▸ Information shown

((

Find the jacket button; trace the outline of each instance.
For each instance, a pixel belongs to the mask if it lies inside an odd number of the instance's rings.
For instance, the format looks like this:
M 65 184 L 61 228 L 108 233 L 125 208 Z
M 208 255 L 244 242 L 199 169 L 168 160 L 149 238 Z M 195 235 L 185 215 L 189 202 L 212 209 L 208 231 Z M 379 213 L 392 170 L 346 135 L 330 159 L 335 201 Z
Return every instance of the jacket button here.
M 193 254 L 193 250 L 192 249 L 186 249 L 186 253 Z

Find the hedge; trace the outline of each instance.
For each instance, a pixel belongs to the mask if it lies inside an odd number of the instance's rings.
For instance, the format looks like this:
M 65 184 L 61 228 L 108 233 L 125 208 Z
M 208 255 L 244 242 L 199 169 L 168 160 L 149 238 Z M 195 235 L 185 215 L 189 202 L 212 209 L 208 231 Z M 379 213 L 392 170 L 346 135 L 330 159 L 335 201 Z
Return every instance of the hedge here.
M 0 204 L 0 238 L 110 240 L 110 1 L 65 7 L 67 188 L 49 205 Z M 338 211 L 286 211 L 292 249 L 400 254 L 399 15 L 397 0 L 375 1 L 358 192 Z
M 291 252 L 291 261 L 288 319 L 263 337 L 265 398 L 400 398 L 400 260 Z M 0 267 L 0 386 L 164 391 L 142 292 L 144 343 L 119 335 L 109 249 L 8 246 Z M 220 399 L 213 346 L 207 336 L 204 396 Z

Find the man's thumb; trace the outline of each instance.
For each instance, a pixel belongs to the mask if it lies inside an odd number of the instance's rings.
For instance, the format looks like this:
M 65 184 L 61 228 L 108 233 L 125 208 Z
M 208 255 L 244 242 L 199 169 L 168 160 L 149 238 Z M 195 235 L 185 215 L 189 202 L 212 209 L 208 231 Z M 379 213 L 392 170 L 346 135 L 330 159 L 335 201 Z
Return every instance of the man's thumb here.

))

▸ Exercise description
All the records, from start to finish, are to be repeated exactly.

▸ Answer to this problem
Find the jacket button; trace the outline of each instance.
For each instance, a pixel belongs to the mask if it lies inside an odd number of the instance's rings.
For instance, the format looks like this:
M 65 184 L 61 228 L 108 233 L 125 208 Z
M 208 255 L 244 242 L 199 169 L 168 160 L 149 238 Z M 195 235 L 185 215 L 189 202 L 212 209 L 208 231 Z M 379 213 L 392 170 L 346 135 L 330 159 L 335 201 Z
Return every instance of the jacket button here.
M 193 254 L 193 250 L 192 249 L 186 249 L 186 253 Z

Find the hedge; trace the outline of each instance.
For each instance, a pixel belongs to the mask if it lies inside an odd number of the instance's rings.
For instance, the format looks like this:
M 65 184 L 61 228 L 108 233 L 125 208 Z
M 208 255 L 244 242 L 199 169 L 168 160 L 149 238 Z M 195 235 L 185 215 L 189 202 L 212 209 L 208 231 Z M 379 213 L 392 170 L 346 135 L 330 159 L 335 201 Z
Return every instance of the hedge here.
M 0 204 L 0 238 L 110 240 L 110 1 L 65 7 L 67 188 L 49 205 Z M 338 211 L 286 211 L 292 249 L 400 254 L 399 15 L 397 0 L 375 1 L 358 192 Z
M 291 252 L 291 261 L 288 319 L 263 337 L 265 398 L 400 398 L 400 260 Z M 0 267 L 0 386 L 164 391 L 142 292 L 144 343 L 119 335 L 109 249 L 8 246 Z M 220 399 L 213 346 L 207 336 L 204 396 Z

Find the man's thumb; trace the outline of each instance.
For each instance, a pixel belongs to the mask if it lies inside an odd number of the instance's rings.
For instance, the format looks like this:
M 65 184 L 61 228 L 108 233 L 125 208 Z
M 208 255 L 244 242 L 199 169 L 168 160 L 149 238 Z M 195 235 L 185 215 L 189 202 L 212 209 L 208 231 Z M 379 213 L 392 170 L 346 135 L 330 159 L 335 201 Z
Return every instance of the man's thumb here.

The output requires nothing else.